> [PASSAGE TO READ]:
>> BEGIN

Wednesday, 8 October 2008

Cabin Fever

Ach I have been in this house for too long! Too long! I am not going anywhere today though I don't think. Today needs to be a workworkwork day, and then tomorrow I will work in the am, then go out to the gym etc and then come home and do some packing of my room for the afternoon. Then I shall be away until Sunday lunchtime with my family. I am going to be sad not to see them for six months! Eek.

Today I woke up late. I couldn't sleep again. I think I may give in and get some Kalms. I have never taken a sleep aid before but not being able to sleep is driving me insane and making bedtime quite a worry. And I get restless legs quite often when I am stressy and tired but not sleeping - like they need to twitch constantly. Is just awful. I think really I should just go to the gym and work out some of this stress, but with Tamil in the morning, then work to do all day and a house to pack up it just isn't up there in my priorities. And I am not eating much in the daytime either because I am a bit stressy so wouldn't have much energy anyway. DBs a bit cross cause he says I am getting too skinny so gymming isn't necessarily much of a help in that way... I will go tomorrow so I will and have eggs and toast when I get back to fuel up for my afternoon. I kerep forgetting too but I need to wait in for the postie to intercept DBs beeday presents! So I couldn't go till after half one anywho.

>> END

> [DATASET ENTRIES]:
>> BEGIN

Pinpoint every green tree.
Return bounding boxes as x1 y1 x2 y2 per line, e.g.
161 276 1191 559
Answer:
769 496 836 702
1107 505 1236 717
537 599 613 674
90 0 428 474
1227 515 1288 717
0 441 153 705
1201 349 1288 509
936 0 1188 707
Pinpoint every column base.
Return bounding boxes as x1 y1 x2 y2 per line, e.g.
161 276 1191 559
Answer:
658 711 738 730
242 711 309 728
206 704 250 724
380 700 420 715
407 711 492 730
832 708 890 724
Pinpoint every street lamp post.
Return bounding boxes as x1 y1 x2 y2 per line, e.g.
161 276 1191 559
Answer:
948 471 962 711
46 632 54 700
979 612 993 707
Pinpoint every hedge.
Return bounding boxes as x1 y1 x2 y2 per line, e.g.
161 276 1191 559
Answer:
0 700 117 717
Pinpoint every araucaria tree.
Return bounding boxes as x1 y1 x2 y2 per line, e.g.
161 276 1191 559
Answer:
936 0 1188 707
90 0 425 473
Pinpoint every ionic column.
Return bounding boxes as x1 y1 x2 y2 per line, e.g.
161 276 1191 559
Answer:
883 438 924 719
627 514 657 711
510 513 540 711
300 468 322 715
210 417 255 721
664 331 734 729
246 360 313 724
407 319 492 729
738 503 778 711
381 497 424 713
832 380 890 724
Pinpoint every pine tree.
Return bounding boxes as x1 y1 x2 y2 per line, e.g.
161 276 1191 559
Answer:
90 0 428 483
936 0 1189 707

>> END
>> BEGIN

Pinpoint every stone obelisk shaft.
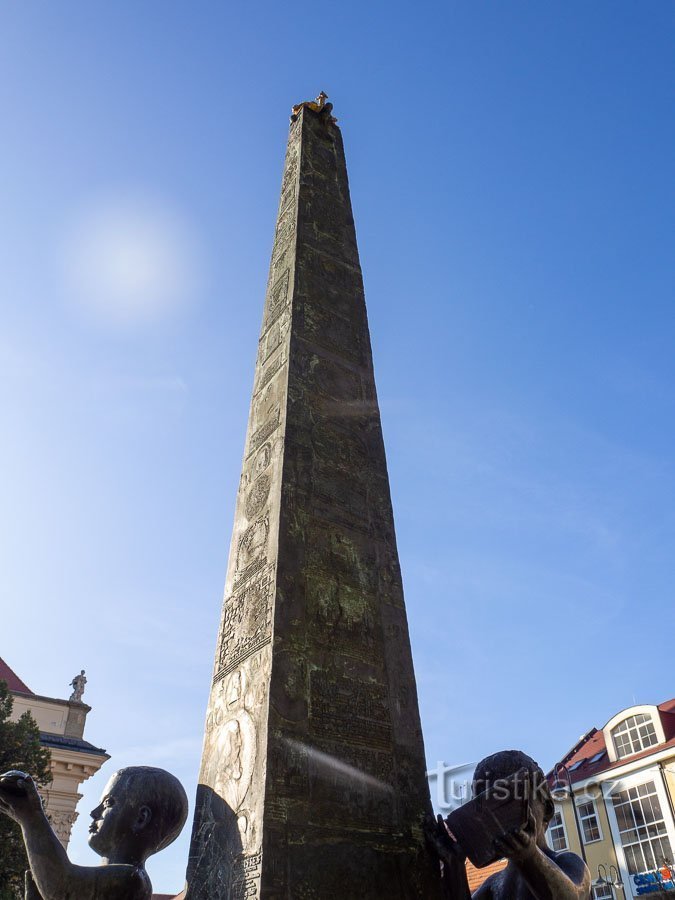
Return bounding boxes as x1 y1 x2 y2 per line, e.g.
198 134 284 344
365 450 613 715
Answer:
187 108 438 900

>> END

> [OBJECTIVE 1]: Rename "family" as "friends" in the part of the cabin fever post starting at "Cabin Fever" and ending at "six months! Eek.", and give that part in full.
> [OBJECTIVE 2]: Using the cabin fever post, decide whether each statement agrees with it, answering yes or no and quoting the words that settle it: (a) The writer has taken a sleep aid before. (b) The writer expects to be away until Sunday lunchtime. (c) DB is pleased that the writer is getting thinner.
The data was drawn from a separate source.

> [PROBLEM SOLUTION 1]:
Cabin Fever

Ach I have been in this house for too long! Too long! I am not going anywhere today though I don't think. Today needs to be a workworkwork day, and then tomorrow I will work in the am, then go out to the gym etc and then come home and do some packing of my room for the afternoon. Then I shall be away until Sunday lunchtime with my friends. I am going to be sad not to see them for six months! Eek.

> [PROBLEM SOLUTION 2]:
(a) No: "I have never taken a sleep aid before"
(b) Yes: "Then I shall be away until Sunday lunchtime with my family."
(c) No: "DBs a bit cross cause he says I am getting too skinny"